### WORK TO BE COMPLETED
Please give the listing again, word for word, with nothing left out.

Point placement records

'''

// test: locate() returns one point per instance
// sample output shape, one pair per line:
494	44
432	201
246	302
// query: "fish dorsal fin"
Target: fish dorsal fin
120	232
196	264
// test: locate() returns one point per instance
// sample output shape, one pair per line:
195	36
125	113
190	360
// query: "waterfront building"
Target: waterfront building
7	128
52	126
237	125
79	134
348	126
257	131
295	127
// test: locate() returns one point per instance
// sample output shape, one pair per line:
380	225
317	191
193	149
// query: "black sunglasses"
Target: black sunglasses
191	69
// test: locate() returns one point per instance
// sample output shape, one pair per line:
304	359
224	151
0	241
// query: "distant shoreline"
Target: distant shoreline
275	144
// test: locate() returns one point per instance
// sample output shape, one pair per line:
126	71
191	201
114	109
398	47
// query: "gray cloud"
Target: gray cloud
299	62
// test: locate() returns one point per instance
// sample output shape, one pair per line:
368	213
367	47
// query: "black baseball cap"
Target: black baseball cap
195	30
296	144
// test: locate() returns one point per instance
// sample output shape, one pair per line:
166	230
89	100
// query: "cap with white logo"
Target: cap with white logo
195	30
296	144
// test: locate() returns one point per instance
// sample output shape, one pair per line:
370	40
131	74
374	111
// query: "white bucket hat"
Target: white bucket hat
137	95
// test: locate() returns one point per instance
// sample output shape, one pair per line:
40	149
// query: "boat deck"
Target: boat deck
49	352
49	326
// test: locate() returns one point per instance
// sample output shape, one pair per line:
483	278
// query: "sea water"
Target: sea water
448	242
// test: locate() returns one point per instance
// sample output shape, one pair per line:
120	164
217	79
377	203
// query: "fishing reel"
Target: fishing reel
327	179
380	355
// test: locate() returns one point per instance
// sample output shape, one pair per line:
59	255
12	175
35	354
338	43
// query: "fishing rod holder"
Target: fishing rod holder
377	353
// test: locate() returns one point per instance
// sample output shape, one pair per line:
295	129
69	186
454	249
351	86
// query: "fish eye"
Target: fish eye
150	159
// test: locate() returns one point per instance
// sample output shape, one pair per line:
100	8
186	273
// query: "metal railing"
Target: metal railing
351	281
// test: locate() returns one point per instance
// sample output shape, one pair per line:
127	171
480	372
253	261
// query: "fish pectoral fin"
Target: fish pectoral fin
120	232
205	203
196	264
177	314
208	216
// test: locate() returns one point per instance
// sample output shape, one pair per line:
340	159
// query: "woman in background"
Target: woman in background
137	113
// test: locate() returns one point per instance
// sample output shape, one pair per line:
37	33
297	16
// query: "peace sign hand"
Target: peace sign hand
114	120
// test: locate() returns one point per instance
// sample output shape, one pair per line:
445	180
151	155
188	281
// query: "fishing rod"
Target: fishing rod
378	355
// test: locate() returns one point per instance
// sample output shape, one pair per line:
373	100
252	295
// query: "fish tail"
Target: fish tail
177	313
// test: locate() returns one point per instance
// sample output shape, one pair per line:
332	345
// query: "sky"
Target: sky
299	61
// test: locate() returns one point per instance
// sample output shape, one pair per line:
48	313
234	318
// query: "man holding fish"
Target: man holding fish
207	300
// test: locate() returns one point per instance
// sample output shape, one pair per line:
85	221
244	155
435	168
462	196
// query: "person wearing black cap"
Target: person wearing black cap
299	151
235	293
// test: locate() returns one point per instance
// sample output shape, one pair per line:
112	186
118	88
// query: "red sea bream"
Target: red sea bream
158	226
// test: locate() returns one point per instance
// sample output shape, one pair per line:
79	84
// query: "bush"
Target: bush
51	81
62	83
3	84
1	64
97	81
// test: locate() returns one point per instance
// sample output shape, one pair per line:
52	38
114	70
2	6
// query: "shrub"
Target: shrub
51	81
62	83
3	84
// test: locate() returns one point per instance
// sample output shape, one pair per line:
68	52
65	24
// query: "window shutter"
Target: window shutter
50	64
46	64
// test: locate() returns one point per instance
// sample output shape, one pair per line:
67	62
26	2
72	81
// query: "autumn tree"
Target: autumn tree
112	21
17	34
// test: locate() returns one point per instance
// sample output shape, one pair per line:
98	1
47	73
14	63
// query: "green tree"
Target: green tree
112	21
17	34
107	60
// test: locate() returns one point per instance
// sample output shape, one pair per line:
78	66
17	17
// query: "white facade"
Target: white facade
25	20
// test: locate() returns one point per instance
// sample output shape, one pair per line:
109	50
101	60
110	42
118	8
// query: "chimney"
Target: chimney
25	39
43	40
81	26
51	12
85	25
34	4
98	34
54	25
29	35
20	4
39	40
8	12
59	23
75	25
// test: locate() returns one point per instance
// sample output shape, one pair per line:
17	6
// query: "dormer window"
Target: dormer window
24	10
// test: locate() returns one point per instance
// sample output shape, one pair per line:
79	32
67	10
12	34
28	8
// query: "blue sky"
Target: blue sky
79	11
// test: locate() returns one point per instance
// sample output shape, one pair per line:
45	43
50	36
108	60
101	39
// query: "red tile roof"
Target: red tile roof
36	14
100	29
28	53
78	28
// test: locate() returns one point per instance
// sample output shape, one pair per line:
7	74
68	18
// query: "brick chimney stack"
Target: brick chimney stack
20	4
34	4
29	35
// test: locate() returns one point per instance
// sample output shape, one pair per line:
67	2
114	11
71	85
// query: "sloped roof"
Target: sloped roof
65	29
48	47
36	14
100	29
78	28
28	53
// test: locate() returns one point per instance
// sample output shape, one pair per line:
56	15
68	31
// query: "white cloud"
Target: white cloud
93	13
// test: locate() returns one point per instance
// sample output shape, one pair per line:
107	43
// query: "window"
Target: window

'''

### FINAL ANSWER
// test: locate() returns one point per instance
// sample output shape, one pair per line:
494	44
432	201
246	302
// query: "fish dorsal fin"
Target: fish dorsal fin
120	232
196	264
// test: locate() returns one point per instance
// sample output shape, one pair per line:
195	36
125	113
190	360
// query: "waterfront building"
Target: waterfront building
7	128
52	126
237	125
79	134
348	126
257	131
295	127
// test: locate() returns one point per instance
// sample output shape, one pair per line:
380	225
317	191
193	149
// query: "black sunglasses"
Target: black sunglasses
191	69
// test: locate() returns one point per instance
// sample output shape, one pair per line:
304	359
224	151
0	241
// query: "distant shoreline"
Target: distant shoreline
275	144
// test: locate() returns one point per instance
// sample output shape, one pair per line:
126	71
191	201
114	109
398	47
// query: "gray cloud"
Target: gray cloud
299	62
// test: locate() returns one point per instance
// sample output shape, one pair per line:
368	213
367	47
// query: "black baseball cap"
Target: black baseball cap
195	30
296	144
// test: locate() returns one point per instance
// sample output shape, one pair per line:
166	230
89	100
// query: "cap with white logo"
Target: cap with white logo
195	30
296	144
// test: locate() returns one point per instance
// sample output shape, one pair per line:
370	40
131	74
374	111
// query: "white bucket hat"
Target: white bucket hat
137	95
// test: locate() returns one point per instance
// sample output shape, one pair per line:
40	149
// query: "boat deck"
Target: boat deck
49	352
49	326
// test: locate() returns one point per instance
// sample output shape, one pair per line:
483	278
// query: "sea water"
Target: sea water
448	242
// test: locate() returns one point per instance
// sample output shape, one pair per line:
120	164
217	79
377	203
// query: "fishing reel"
Target: fishing reel
327	179
380	355
// test: locate() returns one point per instance
// sample output shape, one pair per line:
59	255
12	175
35	354
338	43
// query: "fishing rod holder"
Target: fishing rod holder
377	353
// test: locate() returns one point per instance
// sample output shape, one pair per line:
295	129
69	186
454	249
351	86
// query: "fish eye"
Target: fish eye
150	159
// test: locate() returns one point per instance
// sample output shape, one pair per line:
100	8
186	273
// query: "metal railing"
Target: metal railing
351	281
// test: locate() returns one point per instance
// sample output shape, one pair per line:
127	171
480	372
253	261
// query: "fish pectoral fin"
Target: fish pectoral fin
120	232
205	203
196	264
177	314
208	216
// test: locate() returns one point per instance
// sample output shape, one pair per line:
340	159
// query: "woman in background"
Target: woman in background
137	113
// test: locate() returns one point per instance
// sample output shape, one pair per line:
37	33
297	16
// query: "peace sign hand"
Target: peace sign hand
114	120
// test: locate() returns one point per instance
// sample output shape, one pair per line:
445	180
151	155
188	281
// query: "fishing rod"
Target: fishing rod
378	355
// test: locate() returns one point per instance
// sample output shape, one pair per line:
373	100
252	295
// query: "fish tail"
Target: fish tail
177	313
// test: locate() returns one point per instance
// sample output shape, one pair per line:
332	345
// query: "sky"
Target: sky
299	61
// test: locate() returns one point per instance
// sample output shape, one pair per line:
48	313
234	318
// query: "man holding fish"
Target: man holding fish
207	300
// test: locate() returns one point per instance
// sample output shape, one pair per line:
85	221
244	155
435	168
462	196
// query: "person wearing black cap"
Target: person wearing black cap
299	151
235	293
// test: locate() returns one point per instance
// sample output shape, one pair per line:
112	186
118	88
// query: "red sea bream"
Target: red sea bream
158	226
// test: locate() returns one point per instance
// sample output shape, one pair per line:
79	84
// query: "bush"
Target: bush
51	81
62	83
3	84
1	64
97	81
// test: locate() returns one point per instance
// sample output shape, one pair per line:
52	38
114	70
2	6
// query: "shrub"
Target: shrub
51	81
62	83
3	84
// test: locate() returns one point per instance
// sample output shape, one pair per line:
68	52
65	24
// query: "window shutter"
Target: window shutter
50	64
46	64
// test: locate() returns one point per instance
// sample output shape, one pair per line:
67	62
26	2
72	81
// query: "autumn tree"
Target: autumn tree
112	21
17	34
// test: locate() returns one point per instance
// sample output shape, one pair per line:
98	1
47	73
14	63
// query: "green tree"
Target: green tree
112	21
17	34
107	60
// test: locate() returns one point per instance
// sample output shape, one pair per line:
78	66
17	17
// query: "white facade"
Target: white facade
25	20
// test: locate() returns one point per instance
// sample output shape, one pair per line:
109	50
101	60
110	42
118	8
// query: "chimney"
Target: chimney
25	39
43	40
81	26
51	12
85	25
34	4
98	34
54	25
29	35
20	4
39	40
8	12
59	23
75	25
// test: locate() returns one point per instance
// sample output shape, one pair per line:
17	6
// query: "dormer window"
Target: dormer window
24	10
// test: locate() returns one point per instance
// sample output shape, one pair per line:
79	32
67	10
12	34
28	8
// query: "blue sky"
Target: blue sky
79	11
// test: locate() returns one point per instance
// sample output shape, one pair per line:
45	43
50	36
108	60
101	39
// query: "red tile roof"
Target: red tile roof
36	14
100	29
28	53
78	28
// test: locate() returns one point per instance
// sample output shape, one pair per line:
7	74
68	18
// query: "brick chimney stack"
Target: brick chimney stack
20	4
34	4
29	35
// test: locate() returns one point per instance
// sample output shape, one pair per line:
67	2
114	11
71	85
// query: "sloped roof"
Target: sloped roof
65	29
48	47
36	14
100	29
78	28
28	53
// test: locate() returns one point per instance
// sample output shape, one pair per line:
56	15
68	31
// query: "white cloud"
Target: white cloud
93	13
// test: locate() returns one point per instance
// sample output shape, one pair per line:
107	43
// query: "window"
Target: window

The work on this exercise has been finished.